Description of the task: Return the full listing character for character, without its pictures.

'''

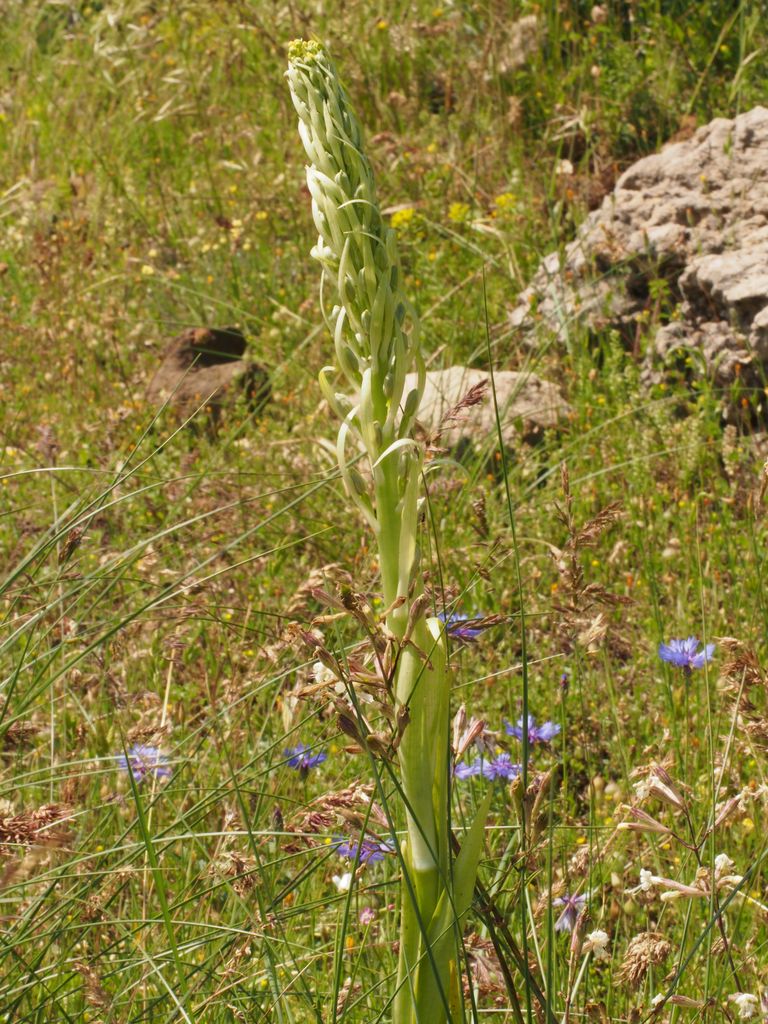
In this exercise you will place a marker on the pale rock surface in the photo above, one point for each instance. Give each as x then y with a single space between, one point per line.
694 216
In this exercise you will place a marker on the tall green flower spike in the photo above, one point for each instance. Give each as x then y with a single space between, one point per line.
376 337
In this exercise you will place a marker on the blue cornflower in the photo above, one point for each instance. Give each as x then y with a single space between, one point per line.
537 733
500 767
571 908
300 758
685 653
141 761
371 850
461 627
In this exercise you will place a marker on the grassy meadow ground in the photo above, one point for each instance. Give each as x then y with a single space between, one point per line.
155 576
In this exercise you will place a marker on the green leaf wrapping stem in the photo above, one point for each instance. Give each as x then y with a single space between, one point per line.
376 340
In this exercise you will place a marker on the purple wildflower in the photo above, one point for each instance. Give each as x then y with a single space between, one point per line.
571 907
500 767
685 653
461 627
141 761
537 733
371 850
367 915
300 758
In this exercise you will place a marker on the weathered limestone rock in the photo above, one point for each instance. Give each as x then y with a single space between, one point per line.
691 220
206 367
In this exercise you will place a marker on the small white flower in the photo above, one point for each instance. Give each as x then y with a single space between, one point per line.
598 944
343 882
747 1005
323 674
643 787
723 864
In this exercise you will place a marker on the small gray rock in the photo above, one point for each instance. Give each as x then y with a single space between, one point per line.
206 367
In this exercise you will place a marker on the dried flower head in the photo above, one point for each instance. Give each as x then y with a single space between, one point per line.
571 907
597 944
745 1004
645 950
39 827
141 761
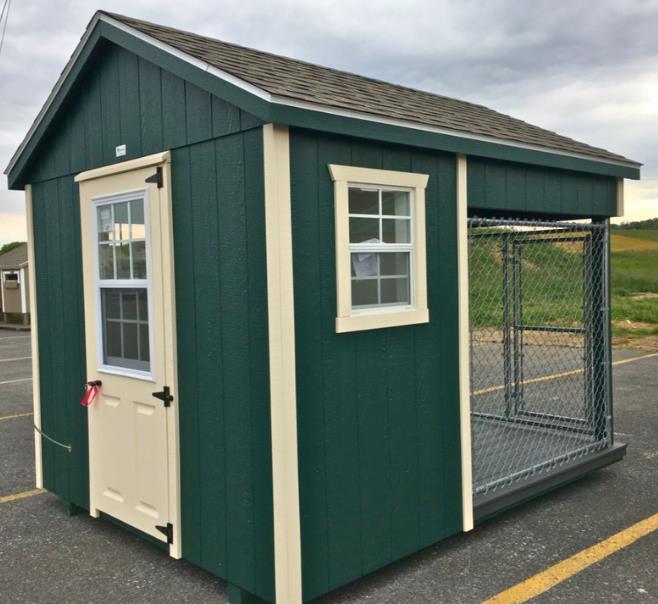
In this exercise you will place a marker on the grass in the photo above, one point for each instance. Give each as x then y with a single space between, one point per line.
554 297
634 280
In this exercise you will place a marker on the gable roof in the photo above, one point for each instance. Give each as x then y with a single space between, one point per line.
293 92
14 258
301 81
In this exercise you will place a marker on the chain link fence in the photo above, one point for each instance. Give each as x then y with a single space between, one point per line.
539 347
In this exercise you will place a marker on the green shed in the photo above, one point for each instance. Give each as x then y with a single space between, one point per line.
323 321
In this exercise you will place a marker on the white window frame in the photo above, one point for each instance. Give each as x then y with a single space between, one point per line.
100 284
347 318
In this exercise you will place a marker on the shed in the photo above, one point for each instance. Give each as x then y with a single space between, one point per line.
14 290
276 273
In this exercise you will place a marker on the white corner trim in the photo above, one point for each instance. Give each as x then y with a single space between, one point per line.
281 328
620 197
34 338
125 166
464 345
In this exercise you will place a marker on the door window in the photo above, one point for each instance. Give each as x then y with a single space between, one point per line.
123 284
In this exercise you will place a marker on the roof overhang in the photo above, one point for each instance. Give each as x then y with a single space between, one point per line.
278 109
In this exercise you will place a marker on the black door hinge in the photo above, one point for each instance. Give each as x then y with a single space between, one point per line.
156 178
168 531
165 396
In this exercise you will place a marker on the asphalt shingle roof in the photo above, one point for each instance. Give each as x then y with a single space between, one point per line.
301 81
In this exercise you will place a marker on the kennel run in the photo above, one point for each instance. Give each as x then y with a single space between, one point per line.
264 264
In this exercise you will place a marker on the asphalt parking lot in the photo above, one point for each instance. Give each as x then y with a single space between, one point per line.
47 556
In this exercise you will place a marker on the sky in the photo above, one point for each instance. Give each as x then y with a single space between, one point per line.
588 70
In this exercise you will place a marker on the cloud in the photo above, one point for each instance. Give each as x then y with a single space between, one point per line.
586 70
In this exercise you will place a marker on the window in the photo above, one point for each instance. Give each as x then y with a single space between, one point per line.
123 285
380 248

'''

Solution:
In this exercise you will place a marker on the pale rock surface in the photo above, one point for each instance. Give each as x then y with a single space between, one point per line.
694 216
In this exercise you will place a marker on the tall green flower spike in the photo above, one point for each instance. Give each as x then y with a single space between, one point per line.
376 337
In this exercise you will place a marker on the blue cornflower in the photo above, one point for each instance. Give each as x then y with a single space between, one point per line.
537 733
500 767
571 908
300 758
685 653
141 761
371 850
461 627
In this exercise you will place a marker on the grassy meadow ground in the photo above, one point for each instance. Give each as x then y with a single space between, one point per line.
155 576
In this exercise you will place a marker on the green leaf wrapping stem in the photo above, one point for each instance. Give each as x then y with a single space between, one point per line.
376 340
In this exercise you will place a marker on the purple wildflower in the photo above, one point for each instance. Give each as x then y with a single space between, one point per line.
571 907
500 767
685 653
461 627
141 761
537 733
371 850
367 915
300 758
In this exercise you will place a marker on the weathered limestone rock in the photo above, one point for each instance. Give each as x then y with a single space between, one point per line.
691 220
206 367
In this exercise you will place a marker on the small white flower in the photo above, one point for each instance. Give each as x then y with a single space between, one point per line.
598 944
343 882
747 1005
323 674
643 787
723 864
In this exercise you will place a marker on the small gray rock in the photo above, one point for each instance. Give each as x then y with a single space between, one point per line.
206 367
In this exercise you will place a marker on the dried flower head in the photo above, one point for each instance. Give each as x then y with a single space between, one point per line.
571 907
597 944
745 1004
645 950
39 827
141 761
In this exercise you will place a marker on the grass in the photo above, one point for each instance. Give each as x then y with a single space between, one point per line.
554 297
634 280
In this exercise you will place a marker on the gable roof in the photo above, one point for each instance. Give each as x then y with a single space between, one point per line.
293 92
14 258
301 81
In this exercise you will place a marker on the chain link fence in the photo above, one point for each instance. Give each as x then y with a single space between, one point per line.
539 347
In this exercise you will place a marker on the green shed in the photo above, one point for each instance. Give each as x then y with a single space between, one point per line.
323 321
In this exercise you will place a marker on the white window frame in the photo above, one point for each instance. Give each as x then y with a single space between, one point per line.
100 284
347 318
In this exercise you will place a marker on the shed in the photo above, one point for each instance. Give each as x then y with a single space between, one point per line.
14 290
276 273
In this exercise you will place a marker on the white corner trim in the photo above, one point for each instance. Give each as x then y with a single space between, one point per line.
281 328
620 197
34 338
125 166
464 345
In this exercise you will place a marker on the door window in the photo above, one point for each instance. Give each as x then y with a single space between, one point per line.
123 284
In this exercise you will place a marker on the roof overhang in the photo above, one point for each instance. Give each as x then y with a single space between, one point per line.
278 109
In this exercise you will place a marker on the black door hinge in the photo above, one point for each instance. Give each as x then y with a single space between, one point per line.
156 178
168 531
165 396
In this exercise you will place a marker on the asphalt shingle roof in the photo above, one point for each instance. Give each as x then y with a single space between, one point per line.
301 81
In this exercise you will place a marker on the kennel run in the photo above, one point for each instance. Give each as x then y with a single space between, one point per line.
264 264
In this exercise you will place a marker on the asphalt parking lot in the photo above, one point for each instance. Give each as x then y with a single space between, one point per line.
47 556
In this exercise you will place a marker on the sky in the photo above, one point for each instance. Give each as x then y with a single space between, one point per line.
588 70
In this exercise you will place a marker on the cloud in the photo above, one point for each instance. Give each as x then y with a single space between, one point per line.
586 70
In this exercise you will place a marker on the window in the photo above, one point for each instance. Give each as x then y with a single space between, one point per line.
123 285
380 248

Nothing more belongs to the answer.